═════ Stored data ═════

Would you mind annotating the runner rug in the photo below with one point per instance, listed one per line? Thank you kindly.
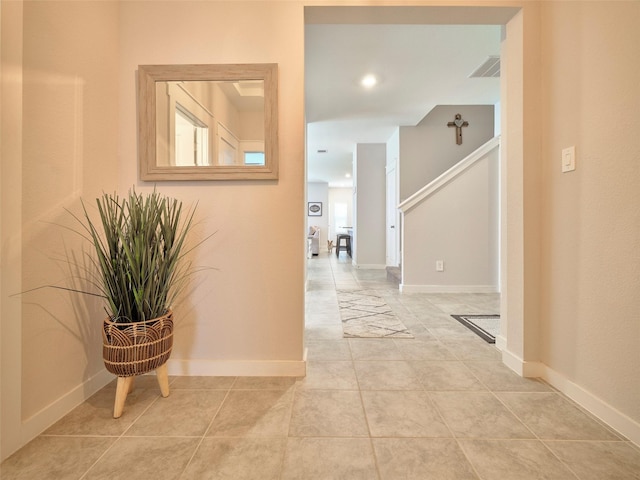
(486, 327)
(365, 314)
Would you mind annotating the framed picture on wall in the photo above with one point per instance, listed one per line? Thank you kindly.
(314, 209)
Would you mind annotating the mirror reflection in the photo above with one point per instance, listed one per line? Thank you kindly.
(208, 122)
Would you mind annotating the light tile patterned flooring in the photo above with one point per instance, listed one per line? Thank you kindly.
(440, 406)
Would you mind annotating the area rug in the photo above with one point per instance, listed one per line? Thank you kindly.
(365, 314)
(486, 327)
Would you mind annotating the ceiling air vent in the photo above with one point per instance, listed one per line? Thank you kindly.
(490, 68)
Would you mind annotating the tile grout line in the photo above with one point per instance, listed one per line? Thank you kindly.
(206, 430)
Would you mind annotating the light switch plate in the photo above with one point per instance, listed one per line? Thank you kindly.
(568, 159)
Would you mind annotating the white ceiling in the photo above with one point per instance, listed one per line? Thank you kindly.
(418, 67)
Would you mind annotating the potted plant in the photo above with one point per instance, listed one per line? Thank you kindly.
(139, 242)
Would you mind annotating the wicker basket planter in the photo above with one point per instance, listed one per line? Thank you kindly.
(131, 349)
(137, 348)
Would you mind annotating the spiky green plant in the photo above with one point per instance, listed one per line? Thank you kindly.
(139, 253)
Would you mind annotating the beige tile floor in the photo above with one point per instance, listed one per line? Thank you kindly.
(439, 406)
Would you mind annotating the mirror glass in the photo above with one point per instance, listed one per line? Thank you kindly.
(208, 122)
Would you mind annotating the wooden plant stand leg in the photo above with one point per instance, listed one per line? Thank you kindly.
(123, 388)
(163, 379)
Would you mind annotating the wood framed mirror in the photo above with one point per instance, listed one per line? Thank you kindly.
(208, 122)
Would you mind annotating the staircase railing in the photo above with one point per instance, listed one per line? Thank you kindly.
(442, 180)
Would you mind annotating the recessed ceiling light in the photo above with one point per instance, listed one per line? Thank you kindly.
(369, 81)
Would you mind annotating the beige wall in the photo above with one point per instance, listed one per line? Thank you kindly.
(590, 242)
(246, 316)
(573, 260)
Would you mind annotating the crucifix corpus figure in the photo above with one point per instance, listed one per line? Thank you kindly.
(458, 123)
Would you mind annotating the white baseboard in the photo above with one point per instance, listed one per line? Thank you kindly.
(39, 422)
(240, 368)
(522, 368)
(448, 288)
(617, 420)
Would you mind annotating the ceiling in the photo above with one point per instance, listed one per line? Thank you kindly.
(417, 66)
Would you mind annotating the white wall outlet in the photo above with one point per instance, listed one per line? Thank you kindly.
(568, 159)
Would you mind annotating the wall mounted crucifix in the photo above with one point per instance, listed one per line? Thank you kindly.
(458, 123)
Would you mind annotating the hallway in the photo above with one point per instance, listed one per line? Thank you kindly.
(439, 406)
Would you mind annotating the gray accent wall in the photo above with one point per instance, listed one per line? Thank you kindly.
(429, 148)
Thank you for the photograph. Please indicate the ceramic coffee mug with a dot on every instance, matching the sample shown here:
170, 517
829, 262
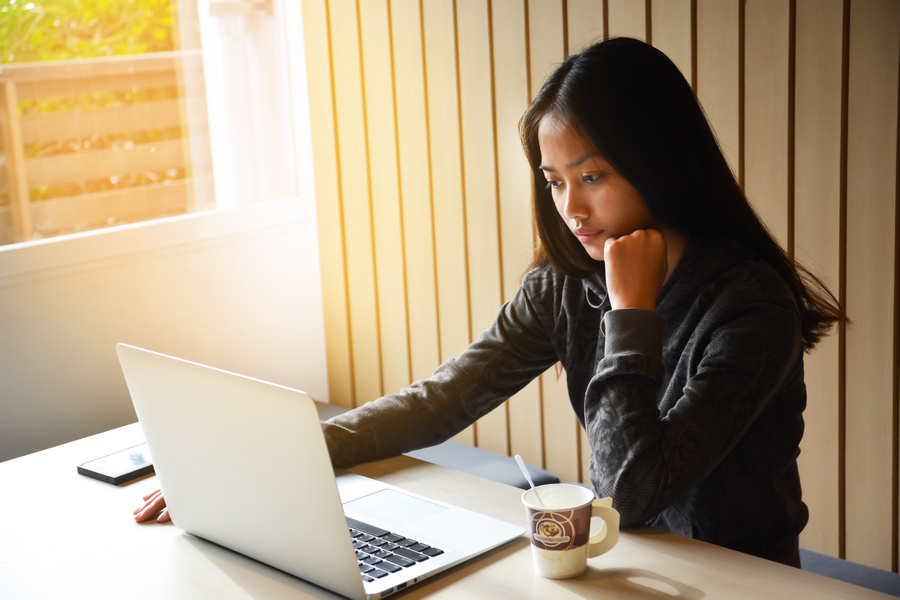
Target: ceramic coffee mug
559, 525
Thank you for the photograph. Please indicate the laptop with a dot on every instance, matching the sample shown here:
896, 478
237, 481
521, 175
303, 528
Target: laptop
243, 463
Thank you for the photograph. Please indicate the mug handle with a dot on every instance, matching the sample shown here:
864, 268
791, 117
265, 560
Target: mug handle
606, 538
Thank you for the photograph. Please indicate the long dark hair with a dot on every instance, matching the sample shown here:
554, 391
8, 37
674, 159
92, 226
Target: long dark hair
634, 105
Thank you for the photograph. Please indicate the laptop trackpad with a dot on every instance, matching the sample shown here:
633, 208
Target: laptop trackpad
390, 506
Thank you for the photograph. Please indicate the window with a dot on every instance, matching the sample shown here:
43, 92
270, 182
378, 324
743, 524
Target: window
106, 112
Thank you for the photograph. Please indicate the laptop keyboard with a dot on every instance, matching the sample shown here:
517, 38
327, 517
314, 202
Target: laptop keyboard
380, 552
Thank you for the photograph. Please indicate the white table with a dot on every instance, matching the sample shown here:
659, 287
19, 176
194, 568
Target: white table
66, 536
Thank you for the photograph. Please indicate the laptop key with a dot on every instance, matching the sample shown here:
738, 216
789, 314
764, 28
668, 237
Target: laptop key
407, 553
399, 560
370, 529
390, 567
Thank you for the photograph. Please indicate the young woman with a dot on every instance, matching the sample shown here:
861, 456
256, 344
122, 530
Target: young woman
680, 322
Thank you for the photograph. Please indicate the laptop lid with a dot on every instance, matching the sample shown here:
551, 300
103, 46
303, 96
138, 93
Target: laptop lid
243, 463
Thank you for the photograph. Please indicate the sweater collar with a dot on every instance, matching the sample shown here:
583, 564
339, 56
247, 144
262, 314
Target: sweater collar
701, 262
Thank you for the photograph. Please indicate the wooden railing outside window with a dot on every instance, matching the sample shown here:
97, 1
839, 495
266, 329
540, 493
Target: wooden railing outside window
98, 142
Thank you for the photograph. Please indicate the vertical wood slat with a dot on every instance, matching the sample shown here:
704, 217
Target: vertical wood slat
329, 216
627, 18
513, 182
388, 248
447, 174
585, 23
15, 163
817, 235
671, 27
872, 146
718, 72
560, 450
349, 86
529, 34
481, 205
415, 188
766, 98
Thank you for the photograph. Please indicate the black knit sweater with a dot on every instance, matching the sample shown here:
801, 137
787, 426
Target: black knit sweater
693, 412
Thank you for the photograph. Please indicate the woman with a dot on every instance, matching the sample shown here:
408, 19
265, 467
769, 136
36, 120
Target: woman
680, 322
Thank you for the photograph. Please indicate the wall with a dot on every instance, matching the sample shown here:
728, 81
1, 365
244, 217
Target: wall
424, 215
237, 289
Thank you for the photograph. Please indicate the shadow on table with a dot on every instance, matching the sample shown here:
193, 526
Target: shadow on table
632, 583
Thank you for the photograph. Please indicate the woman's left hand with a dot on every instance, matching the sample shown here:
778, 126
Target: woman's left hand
636, 268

═════

**Work request**.
Take the entries above and restate them word for word, minus their images.

**Problem solution**.
Would you mind annotating the runner rug in the photo below with one point per instance, listed one per line? Thank you kindly.
(486, 327)
(365, 314)
Would you mind annotating the framed picture on wall in the photo above with one point per instance, listed one per line? Thank you kindly.
(314, 209)
Would you mind annotating the mirror reflection in the photo above with one point per instance, listed one per line? Thank you kindly.
(208, 122)
Would you mind annotating the light tile patterned flooring in the photo above with one point per instance, listed one per line? Thank you kindly.
(440, 406)
Would you mind annotating the area rug in the photo above with one point per instance, listed one per line? Thank you kindly.
(365, 314)
(486, 327)
Would you mind annotating the ceiling air vent in the photo above with one point per instance, listed one per line? Thank you kindly.
(490, 68)
Would you mind annotating the tile grout line in the photo above with one point per instance, listed one per line? Thank you kindly.
(206, 430)
Would you mind annotating the light switch plate in the photo above with one point per instance, listed one per line? Thank you kindly.
(568, 159)
Would you mind annotating the white ceiling in the photo above with one point per instance, listed one per line? Thank you kindly.
(418, 67)
Would you mind annotating the potted plant in the photo above with one point per instance, listed one per line? Thank you kindly.
(139, 242)
Would you mind annotating the wicker basket planter in the photo above with one point per instance, listed one per line? Thank you kindly.
(131, 349)
(137, 348)
Would you mind annotating the spiky green plant in the photo above with one point per instance, listed one per line? Thank you kindly.
(139, 253)
Would you mind annotating the beige tile floor in the photo above with one point per instance, listed one per line? Thank you kindly.
(439, 406)
Would you mind annotating the mirror glass in the photo above with one point per instance, listed one per line? Thank you kindly.
(208, 122)
Would you mind annotating the wooden plant stand leg in the photo above with one point per instance, listed one per line? Thank you kindly.
(123, 388)
(163, 379)
Would you mind annotating the wood framed mirror in the photo above with one point per instance, listed one per line? Thank you kindly.
(208, 122)
Would you mind annotating the staircase railing in the photo above with one point per instance, listed one per line? Thank you kindly.
(442, 180)
Would you mind annotating the recessed ceiling light in the photo above with one point per instance, listed one per line? Thank you kindly.
(369, 81)
Would you mind annotating the beige wall in the photo above with one point per instance, listed one per line? Thank you kindly.
(590, 242)
(246, 316)
(573, 260)
Would you mind annotating the crucifix corpus figure in the photo above with one point per instance, listed one per line? Thank you kindly.
(458, 123)
Would you mind annotating the white baseboard in the photo above with one point per instance, listed one per line? Thank you kindly.
(39, 422)
(240, 368)
(522, 368)
(448, 288)
(617, 420)
Would you mind annotating the ceiling in the photo above with one point per instance, listed one per line? Thank you kindly.
(417, 66)
Would you mind annotating the white wall outlet in the photo above with one point per instance, listed one per line? Thank you kindly.
(568, 159)
Would you mind annotating the wall mounted crucifix in the photo above with one point per instance, listed one per line? Thank you kindly.
(458, 123)
Would you mind annotating the hallway in the photo above with one point per instance, listed one per line? Thank you kindly.
(439, 406)
Would you mind annotating the gray accent wall in the photo above with one point per instance, listed one per line? Thank you kindly.
(429, 148)
Thank you for the photograph. Please indicate the ceramic coffee mug with a dot on every instance, matching the sample shown here:
170, 517
829, 262
Target: ceramic coffee mug
559, 525
Thank you for the photograph. Please indicate the laptop with a dot on every instance, matching the sample shown here:
896, 478
237, 481
521, 175
303, 528
Target: laptop
243, 463
Thank you for the photograph. Please indicate the mug handle with a dot on every instance, matching the sample shown here:
864, 268
791, 117
265, 560
Target: mug handle
606, 538
Thank you for the photograph. Please indicate the long dark hair with a dot on every instance, matching the sample shown here:
554, 391
8, 37
674, 159
92, 226
Target: long dark hair
634, 105
Thank you for the photograph. Please indicate the laptop trackpad with a dot on every instance, matching the sample shown here:
633, 208
Target: laptop trackpad
390, 506
Thank you for the photograph. Please indicate the window with a dot on every instance, matching the sample shown here:
43, 92
270, 182
378, 324
743, 524
Target: window
106, 112
Thank you for the photograph. Please indicate the laptop keyboard with a dot on every instance, matching the sample shown here:
517, 38
327, 517
314, 202
Target: laptop keyboard
380, 552
Thank you for the photograph. Please indicate the white table with a dot on every instance, matching the sample shown here:
659, 287
19, 176
194, 568
Target: white table
66, 536
Thank you for the photograph. Please indicate the laptop key with a dot on every instance, matching the sample shown here:
738, 216
789, 314
764, 28
668, 237
Target: laptop key
407, 553
399, 560
370, 529
390, 567
Thank you for the photograph. Please indicate the young woman with a dot on every instance, matching the sample shown here:
861, 456
256, 344
122, 530
Target: young woman
680, 322
Thank you for the photograph. Please indicate the laptop lid with a dot on every instance, matching the sample shown here:
551, 300
103, 46
303, 96
138, 93
Target: laptop lid
243, 463
Thank you for the photograph. Please indicate the sweater collar with a dot on every instance, matching the sample shown here:
583, 564
339, 56
247, 144
262, 314
Target: sweater collar
701, 262
Thank you for the photograph. Please indicate the wooden railing outside window with a dot on every instance, matching the sample shown here:
97, 1
839, 495
266, 329
540, 493
Target: wooden railing outside window
98, 142
Thank you for the photograph. Please indicate the vertical wood slat with a dot on every instance, matching the sample shown here:
704, 217
Target: vertical wood slat
329, 216
627, 18
513, 182
388, 248
447, 174
585, 23
15, 163
817, 235
671, 27
872, 146
718, 72
560, 450
349, 86
529, 34
481, 205
415, 188
766, 98
Thank you for the photograph. Please indicate the black knit sweater with a dot on every instance, matching the sample shown here:
801, 137
787, 426
Target: black knit sweater
693, 412
Thank you for the photograph. Please indicate the woman with a dot on every instance, matching the sample shown here:
408, 19
265, 467
769, 136
36, 120
Target: woman
680, 322
Thank you for the photograph. Please indicate the wall with a dot on every instance, matching the sample shown here:
728, 81
1, 365
244, 217
Target: wall
424, 215
237, 289
Thank you for the photograph. Please indicate the shadow on table with a dot on every instance, matching the sample shown here:
193, 526
Target: shadow on table
632, 583
Thank you for the photograph. Please indicate the woman's left hand with a dot on every instance, matching the sample shown here:
778, 126
Target: woman's left hand
636, 268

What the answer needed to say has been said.